- _Task details_
A faithful transcript of every entry is required; pictures do not belong in it.

- _Data section_

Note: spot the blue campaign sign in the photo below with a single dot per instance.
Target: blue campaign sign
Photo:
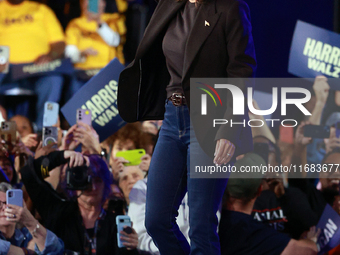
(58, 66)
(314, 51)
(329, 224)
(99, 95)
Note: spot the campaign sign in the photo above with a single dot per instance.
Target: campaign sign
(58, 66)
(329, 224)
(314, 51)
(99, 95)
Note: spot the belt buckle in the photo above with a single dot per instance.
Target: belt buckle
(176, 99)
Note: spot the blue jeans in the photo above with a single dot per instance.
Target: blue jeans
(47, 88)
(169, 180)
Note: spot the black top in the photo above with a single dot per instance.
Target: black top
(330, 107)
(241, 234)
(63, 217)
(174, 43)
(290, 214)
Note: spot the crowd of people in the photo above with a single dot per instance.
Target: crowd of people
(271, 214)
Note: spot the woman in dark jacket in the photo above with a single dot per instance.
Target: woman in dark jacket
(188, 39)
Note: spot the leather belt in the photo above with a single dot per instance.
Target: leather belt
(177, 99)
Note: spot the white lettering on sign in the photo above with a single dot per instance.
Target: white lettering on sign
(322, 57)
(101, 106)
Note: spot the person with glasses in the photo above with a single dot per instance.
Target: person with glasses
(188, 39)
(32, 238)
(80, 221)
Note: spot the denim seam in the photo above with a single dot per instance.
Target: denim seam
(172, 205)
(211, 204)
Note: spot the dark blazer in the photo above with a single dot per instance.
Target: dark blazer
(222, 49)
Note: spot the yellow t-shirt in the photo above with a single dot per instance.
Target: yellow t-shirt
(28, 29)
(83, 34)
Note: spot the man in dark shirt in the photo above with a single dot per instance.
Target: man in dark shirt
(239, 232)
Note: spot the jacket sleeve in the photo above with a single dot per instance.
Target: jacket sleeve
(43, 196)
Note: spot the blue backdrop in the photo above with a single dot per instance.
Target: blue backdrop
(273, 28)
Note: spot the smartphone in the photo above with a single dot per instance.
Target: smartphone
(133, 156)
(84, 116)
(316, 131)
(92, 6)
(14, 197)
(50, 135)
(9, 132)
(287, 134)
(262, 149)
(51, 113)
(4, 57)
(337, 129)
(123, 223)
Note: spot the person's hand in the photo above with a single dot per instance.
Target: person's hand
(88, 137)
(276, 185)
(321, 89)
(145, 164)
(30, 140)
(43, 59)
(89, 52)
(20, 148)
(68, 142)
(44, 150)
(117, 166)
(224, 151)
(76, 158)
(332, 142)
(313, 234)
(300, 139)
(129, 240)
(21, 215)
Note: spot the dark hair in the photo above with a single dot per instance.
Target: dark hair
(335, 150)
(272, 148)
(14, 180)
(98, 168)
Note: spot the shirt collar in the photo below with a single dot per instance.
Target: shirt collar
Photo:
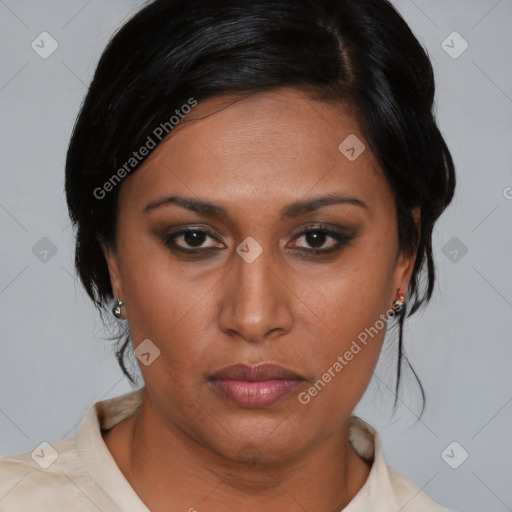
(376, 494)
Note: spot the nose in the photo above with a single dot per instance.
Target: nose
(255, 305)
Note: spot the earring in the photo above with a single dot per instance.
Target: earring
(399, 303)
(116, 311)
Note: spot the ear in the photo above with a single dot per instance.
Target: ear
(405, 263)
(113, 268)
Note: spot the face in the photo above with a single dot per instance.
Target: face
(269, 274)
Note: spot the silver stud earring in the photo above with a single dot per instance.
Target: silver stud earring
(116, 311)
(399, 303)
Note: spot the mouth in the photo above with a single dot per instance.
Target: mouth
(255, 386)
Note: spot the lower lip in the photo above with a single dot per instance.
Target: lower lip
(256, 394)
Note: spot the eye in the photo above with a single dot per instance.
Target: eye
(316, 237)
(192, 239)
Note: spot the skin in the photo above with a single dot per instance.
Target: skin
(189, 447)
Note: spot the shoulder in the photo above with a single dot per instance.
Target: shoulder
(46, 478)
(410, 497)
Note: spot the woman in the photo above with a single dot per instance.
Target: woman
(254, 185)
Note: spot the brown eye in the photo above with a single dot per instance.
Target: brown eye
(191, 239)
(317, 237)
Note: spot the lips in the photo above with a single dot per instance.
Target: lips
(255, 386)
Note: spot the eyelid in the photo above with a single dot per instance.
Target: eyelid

- _Completed task_
Note: spot the blue campaign sign in the photo below with a single dot per instance.
Target: blue campaign sign
Photo:
(58, 66)
(314, 51)
(329, 224)
(99, 95)
Note: spot the campaign sign in the photo above with a single dot per instance.
Target: campaign sign
(58, 66)
(329, 224)
(314, 51)
(99, 95)
Note: spot the belt buckle in the photo above with a single dot per instance.
Target: belt buckle
(176, 99)
Note: spot the blue jeans in the photo above with a single dot per instance.
Target: blue jeans
(47, 88)
(169, 180)
Note: spot the black top in the photo above with a single dot per instance.
Target: black top
(330, 107)
(241, 234)
(63, 217)
(174, 43)
(290, 214)
Note: spot the crowd of people in the photo above with a single dot per instance.
Target: crowd of people
(271, 214)
Note: spot the woman in dark jacket in the photo above with a single dot per instance.
Target: woman in dark jacket
(188, 39)
Note: spot the leather belt in the photo above with a single dot per instance.
Target: leather belt
(177, 99)
Note: spot the white lettering on sign in the photo above with a single dot per instance.
Target: white lettering on sign
(322, 57)
(101, 106)
Note: spot the person with glasses in the photo above with a single dot per instance.
Target: person with glasses
(188, 39)
(32, 238)
(80, 221)
Note: spot the denim seam in the photo above with a single dot per instance.
Target: denim seam
(172, 205)
(211, 204)
Note: spot the dark blazer in the photo above with a single dot per instance.
Target: dark blazer
(222, 49)
Note: spot the yellow t-shirt in the photo above with a single dot per instance.
Target: yellow t-shirt
(28, 29)
(83, 34)
Note: spot the man in dark shirt in the photo above with a single dot per instance.
Target: man in dark shirt
(239, 232)
Note: spot the jacket sleeve in the photo above with a single dot per instance.
Target: jacket sleeve
(43, 196)
Note: spot the blue backdrop in the photo above with a single dot per instance.
Target: blue backdrop
(273, 28)
Note: spot the smartphone in the photo above with a single dot per instance.
Target: smartphone
(133, 156)
(84, 116)
(316, 131)
(92, 6)
(14, 197)
(50, 135)
(9, 132)
(287, 134)
(262, 149)
(51, 113)
(4, 57)
(337, 129)
(123, 223)
Note: spot the person's hand in the photo above with a single dot per instance.
Target: person's hand
(88, 137)
(276, 185)
(321, 89)
(145, 164)
(30, 140)
(43, 59)
(89, 52)
(20, 148)
(68, 142)
(44, 150)
(117, 166)
(224, 151)
(76, 158)
(332, 142)
(313, 234)
(300, 139)
(129, 240)
(21, 215)
Note: spot the dark hair in the photo above with a single dot per instance.
Target: dark hair
(335, 150)
(272, 148)
(14, 180)
(98, 168)
Note: spot the shirt collar in the photo below with a single dot per instance.
Target: shirt collar
Photo:
(376, 494)
Note: spot the nose in the photo above with a single dot per instance.
Target: nose
(255, 305)
Note: spot the earring in the photo above with a single dot per instance.
Target: earring
(399, 303)
(116, 311)
Note: spot the ear in the photo above with a single dot per instance.
Target: ear
(405, 263)
(113, 268)
Note: spot the face in the photo above with a single dot per instance.
Target: face
(269, 274)
Note: spot the silver stud earring in the photo above with a single dot per instance.
Target: silver stud earring
(116, 311)
(399, 303)
Note: spot the mouth in the photo above with a single dot per instance.
Target: mouth
(255, 386)
Note: spot the lower lip in the photo above with a single dot per instance.
Target: lower lip
(256, 394)
Note: spot the eye in the photo above with a single dot per instance.
Target: eye
(316, 237)
(192, 239)
Note: spot the skin in the photo above with a single dot per instance.
Target: skin
(189, 447)
Note: spot the shoulder in the photo above with a single dot per instance.
Target: shoulder
(46, 478)
(410, 497)
Note: spot the woman in the photo above with a single dot per instance.
Target: woman
(254, 185)
Note: spot the brown eye in the photo above with a single dot per instance.
Target: brown eye
(191, 239)
(317, 237)
Note: spot the lips in the photo above with a single dot per instance.
Target: lips
(255, 386)
Note: spot the eyelid in the photo above with a single dot per instance.
Target: eyelid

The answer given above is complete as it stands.